The annals of (ZSI) reflect an eventful beginning for the Survey even before its formal birth and growth.

The establishment of the Zoological Survey of India (ZSI) was the fulfillment of the dream of Sir William Jones, who in 1784 founded the Asiatic Society of Bengal, which was also the mother institution to the Indian Museum (1875). The Asiatic Society had started collecting zoological and geological specimens since 1796 and set up a museum in 1814. Nathaniel Wallich, the first Superintendent of the "Museum of the Asiatic Society", was in charge of the increasing collections of Geological and Zoological specimens; he had augmented the animal collections to the Zoological Galleries of the Museum.

The genesis of the ZSI was in 1875 with the opening of the Indian Museum. The new museum on its inception comprised only three sections: the Zoological, the Archaeological and the Geological. The zoological collections of the Asiatic Society of Bengal were formally handed over to the board of trustees of the Indian Museum in 1875.

Zoological Section of the Museum during the period from 1875 to 1916 steadily expanded, growing to the greatest collection of natural history in Asia. By the care and activity of the Curators of the Asiatic society of Bengal and the Superintendents of the Indian Museum, viz., John McClelland, Edward Blyth, John Anderson, James Wood-Mason, Alfred William Alcock and finally Thomas Nelson Annandale and his colleagues, the museum was richly endowed with a magnificent collection of animals, especially of the larger vertebrate groups. Further additions of both land and aquatic fauna to the valuable collections came through during several political and military expeditions, including a number of collections purchased, notably those of Francis Day of Indian Fishes, Lionel de Nicéville of butterflies, Dudgeon and Edward Ernest Green of moths, Jacob R. H. Neervoort van de Poll of beetles and Godwin Austen of mollusks.

- [GIVEN ENTRIES]:
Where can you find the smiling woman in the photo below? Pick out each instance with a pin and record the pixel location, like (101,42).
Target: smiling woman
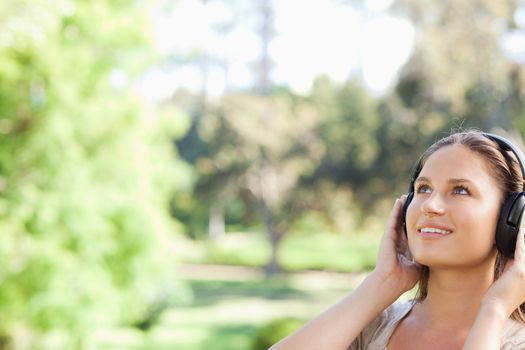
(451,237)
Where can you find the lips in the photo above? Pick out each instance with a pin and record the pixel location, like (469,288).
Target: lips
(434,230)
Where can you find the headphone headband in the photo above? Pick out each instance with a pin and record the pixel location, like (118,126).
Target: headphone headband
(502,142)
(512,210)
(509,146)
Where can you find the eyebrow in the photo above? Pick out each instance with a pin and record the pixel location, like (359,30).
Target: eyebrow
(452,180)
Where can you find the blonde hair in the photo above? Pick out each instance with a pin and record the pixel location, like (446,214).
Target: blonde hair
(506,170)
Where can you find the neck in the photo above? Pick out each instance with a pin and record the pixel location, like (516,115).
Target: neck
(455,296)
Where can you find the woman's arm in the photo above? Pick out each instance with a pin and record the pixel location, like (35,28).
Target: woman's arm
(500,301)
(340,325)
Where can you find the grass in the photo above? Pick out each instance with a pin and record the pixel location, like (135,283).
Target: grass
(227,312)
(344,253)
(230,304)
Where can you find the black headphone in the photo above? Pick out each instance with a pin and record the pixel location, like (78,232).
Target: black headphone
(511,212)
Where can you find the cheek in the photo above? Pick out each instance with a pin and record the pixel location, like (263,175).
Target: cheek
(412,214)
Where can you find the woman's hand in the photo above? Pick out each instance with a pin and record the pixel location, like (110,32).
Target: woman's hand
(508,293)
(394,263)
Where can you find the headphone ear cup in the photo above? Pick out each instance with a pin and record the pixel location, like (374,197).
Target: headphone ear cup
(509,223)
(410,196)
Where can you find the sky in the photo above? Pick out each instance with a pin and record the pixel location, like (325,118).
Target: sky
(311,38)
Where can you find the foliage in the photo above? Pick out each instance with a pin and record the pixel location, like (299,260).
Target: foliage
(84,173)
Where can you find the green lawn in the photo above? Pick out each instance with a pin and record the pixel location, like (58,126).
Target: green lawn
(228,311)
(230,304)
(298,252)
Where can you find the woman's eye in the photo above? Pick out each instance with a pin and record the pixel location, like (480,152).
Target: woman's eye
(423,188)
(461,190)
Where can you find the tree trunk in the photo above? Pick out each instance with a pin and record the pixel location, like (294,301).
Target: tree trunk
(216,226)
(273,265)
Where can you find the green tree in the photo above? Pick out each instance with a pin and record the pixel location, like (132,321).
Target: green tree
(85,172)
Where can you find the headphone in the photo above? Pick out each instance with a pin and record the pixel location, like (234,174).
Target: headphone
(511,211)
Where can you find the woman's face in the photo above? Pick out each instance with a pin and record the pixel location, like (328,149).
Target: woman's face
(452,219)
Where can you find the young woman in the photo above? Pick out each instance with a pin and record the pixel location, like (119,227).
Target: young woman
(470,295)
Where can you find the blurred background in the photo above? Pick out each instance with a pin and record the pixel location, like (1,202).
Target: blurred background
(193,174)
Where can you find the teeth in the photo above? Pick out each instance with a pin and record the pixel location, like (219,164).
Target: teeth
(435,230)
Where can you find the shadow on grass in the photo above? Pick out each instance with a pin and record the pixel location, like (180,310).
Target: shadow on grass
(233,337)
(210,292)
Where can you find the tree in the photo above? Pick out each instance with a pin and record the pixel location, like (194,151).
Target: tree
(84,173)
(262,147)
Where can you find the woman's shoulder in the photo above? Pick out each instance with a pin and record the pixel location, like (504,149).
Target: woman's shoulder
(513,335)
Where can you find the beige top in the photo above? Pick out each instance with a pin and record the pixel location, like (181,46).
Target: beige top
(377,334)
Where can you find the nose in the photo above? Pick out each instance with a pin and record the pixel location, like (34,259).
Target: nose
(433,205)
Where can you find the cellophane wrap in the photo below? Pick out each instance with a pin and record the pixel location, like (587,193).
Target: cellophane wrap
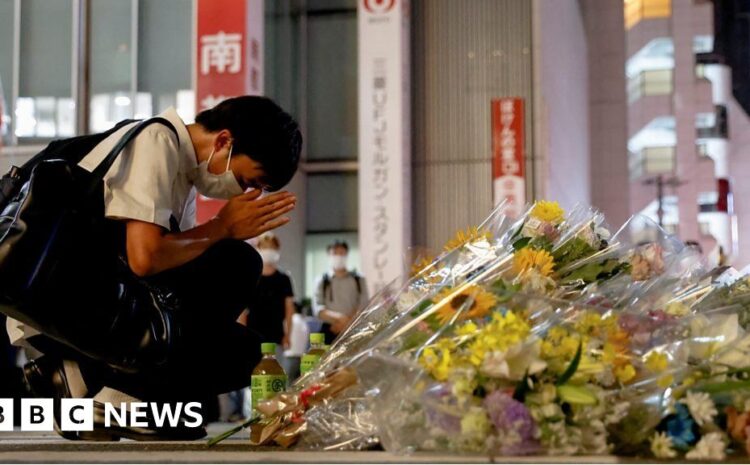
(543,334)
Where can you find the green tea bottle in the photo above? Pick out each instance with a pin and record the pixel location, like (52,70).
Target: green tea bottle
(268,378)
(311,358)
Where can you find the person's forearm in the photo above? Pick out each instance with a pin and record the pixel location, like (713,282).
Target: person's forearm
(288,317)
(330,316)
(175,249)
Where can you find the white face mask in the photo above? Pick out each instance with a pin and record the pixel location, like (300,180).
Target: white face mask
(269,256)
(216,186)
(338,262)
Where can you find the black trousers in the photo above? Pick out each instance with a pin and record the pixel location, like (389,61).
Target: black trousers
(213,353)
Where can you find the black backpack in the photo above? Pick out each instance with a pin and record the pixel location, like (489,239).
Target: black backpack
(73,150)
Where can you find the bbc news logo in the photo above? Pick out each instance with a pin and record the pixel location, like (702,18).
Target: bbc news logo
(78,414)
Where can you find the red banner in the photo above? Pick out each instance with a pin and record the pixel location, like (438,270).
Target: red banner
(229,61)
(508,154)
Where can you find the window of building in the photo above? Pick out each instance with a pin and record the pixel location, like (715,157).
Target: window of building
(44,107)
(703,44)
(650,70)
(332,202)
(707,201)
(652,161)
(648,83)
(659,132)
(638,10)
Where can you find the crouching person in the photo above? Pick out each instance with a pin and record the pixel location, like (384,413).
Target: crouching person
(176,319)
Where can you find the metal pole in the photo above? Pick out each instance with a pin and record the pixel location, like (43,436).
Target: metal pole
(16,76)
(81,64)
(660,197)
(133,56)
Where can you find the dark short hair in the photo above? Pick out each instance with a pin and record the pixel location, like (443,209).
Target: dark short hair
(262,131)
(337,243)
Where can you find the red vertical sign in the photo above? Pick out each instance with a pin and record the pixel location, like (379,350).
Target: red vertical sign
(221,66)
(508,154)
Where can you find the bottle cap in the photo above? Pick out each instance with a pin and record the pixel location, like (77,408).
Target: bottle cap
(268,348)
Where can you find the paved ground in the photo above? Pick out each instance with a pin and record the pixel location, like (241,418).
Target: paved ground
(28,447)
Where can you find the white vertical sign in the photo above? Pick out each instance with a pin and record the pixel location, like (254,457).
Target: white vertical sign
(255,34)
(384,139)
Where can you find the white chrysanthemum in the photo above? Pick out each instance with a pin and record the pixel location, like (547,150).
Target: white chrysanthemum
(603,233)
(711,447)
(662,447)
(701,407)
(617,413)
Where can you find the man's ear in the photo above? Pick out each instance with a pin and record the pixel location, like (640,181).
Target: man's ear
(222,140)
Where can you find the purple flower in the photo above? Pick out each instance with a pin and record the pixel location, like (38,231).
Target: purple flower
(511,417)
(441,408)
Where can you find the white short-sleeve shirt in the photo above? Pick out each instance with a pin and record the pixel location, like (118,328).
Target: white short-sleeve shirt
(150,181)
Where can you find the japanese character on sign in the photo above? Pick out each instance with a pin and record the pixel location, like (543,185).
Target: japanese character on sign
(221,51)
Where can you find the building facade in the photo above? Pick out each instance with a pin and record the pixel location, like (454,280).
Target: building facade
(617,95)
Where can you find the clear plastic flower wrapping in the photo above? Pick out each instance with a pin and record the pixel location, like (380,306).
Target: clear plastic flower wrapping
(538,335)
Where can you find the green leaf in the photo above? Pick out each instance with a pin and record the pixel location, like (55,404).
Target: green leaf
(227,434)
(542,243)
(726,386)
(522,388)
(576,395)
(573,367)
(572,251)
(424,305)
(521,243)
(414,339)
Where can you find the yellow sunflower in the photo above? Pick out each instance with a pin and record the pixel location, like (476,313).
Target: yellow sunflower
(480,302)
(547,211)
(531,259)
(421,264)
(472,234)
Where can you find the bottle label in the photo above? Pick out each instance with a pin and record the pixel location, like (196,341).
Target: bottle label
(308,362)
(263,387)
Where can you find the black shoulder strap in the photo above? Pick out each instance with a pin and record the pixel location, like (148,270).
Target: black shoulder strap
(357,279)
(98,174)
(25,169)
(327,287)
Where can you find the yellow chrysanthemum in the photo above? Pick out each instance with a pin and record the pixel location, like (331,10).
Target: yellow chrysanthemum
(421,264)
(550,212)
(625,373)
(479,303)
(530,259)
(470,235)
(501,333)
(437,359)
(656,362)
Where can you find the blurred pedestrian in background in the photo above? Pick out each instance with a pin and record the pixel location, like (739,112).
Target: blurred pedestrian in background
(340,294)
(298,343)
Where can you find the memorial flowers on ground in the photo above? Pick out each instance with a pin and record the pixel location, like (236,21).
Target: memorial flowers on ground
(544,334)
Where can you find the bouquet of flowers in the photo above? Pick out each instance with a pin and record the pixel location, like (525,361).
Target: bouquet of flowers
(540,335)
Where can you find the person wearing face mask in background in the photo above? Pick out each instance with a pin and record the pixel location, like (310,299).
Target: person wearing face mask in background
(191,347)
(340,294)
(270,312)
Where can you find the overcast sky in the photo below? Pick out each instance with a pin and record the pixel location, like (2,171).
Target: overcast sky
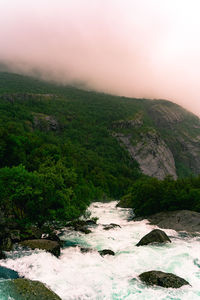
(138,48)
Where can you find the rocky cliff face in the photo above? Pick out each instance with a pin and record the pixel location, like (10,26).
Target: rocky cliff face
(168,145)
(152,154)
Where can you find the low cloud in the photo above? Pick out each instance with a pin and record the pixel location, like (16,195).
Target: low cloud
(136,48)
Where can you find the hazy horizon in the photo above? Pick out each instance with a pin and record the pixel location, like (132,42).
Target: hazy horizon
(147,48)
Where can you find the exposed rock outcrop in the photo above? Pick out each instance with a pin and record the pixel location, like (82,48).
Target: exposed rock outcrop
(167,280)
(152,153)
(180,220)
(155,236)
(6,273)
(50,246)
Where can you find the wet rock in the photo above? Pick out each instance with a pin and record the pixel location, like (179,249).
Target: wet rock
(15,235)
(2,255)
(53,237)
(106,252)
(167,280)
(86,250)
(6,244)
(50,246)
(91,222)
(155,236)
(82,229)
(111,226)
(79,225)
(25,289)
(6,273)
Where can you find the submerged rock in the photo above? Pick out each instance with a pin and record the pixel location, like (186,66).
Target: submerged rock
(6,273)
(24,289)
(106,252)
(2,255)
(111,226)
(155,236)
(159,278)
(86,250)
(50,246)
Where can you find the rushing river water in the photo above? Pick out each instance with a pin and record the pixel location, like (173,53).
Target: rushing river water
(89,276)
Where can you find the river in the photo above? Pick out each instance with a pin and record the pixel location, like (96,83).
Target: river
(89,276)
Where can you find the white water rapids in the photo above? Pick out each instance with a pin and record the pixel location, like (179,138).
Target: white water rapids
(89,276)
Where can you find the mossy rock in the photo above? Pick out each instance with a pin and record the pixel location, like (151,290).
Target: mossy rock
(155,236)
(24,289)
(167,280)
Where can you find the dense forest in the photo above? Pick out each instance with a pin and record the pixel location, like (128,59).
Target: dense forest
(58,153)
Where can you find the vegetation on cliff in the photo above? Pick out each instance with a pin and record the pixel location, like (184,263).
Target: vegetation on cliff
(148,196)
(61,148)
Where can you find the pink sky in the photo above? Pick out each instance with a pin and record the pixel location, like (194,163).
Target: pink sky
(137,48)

- [WHAT YOU HAVE TO DO]: According to the text on the history of the Zoological Survey of India, who was the first Superintendent of the "Museum of the Asiatic Society"?

- [RESULT OF THE EXERCISE]: Nathaniel Wallich.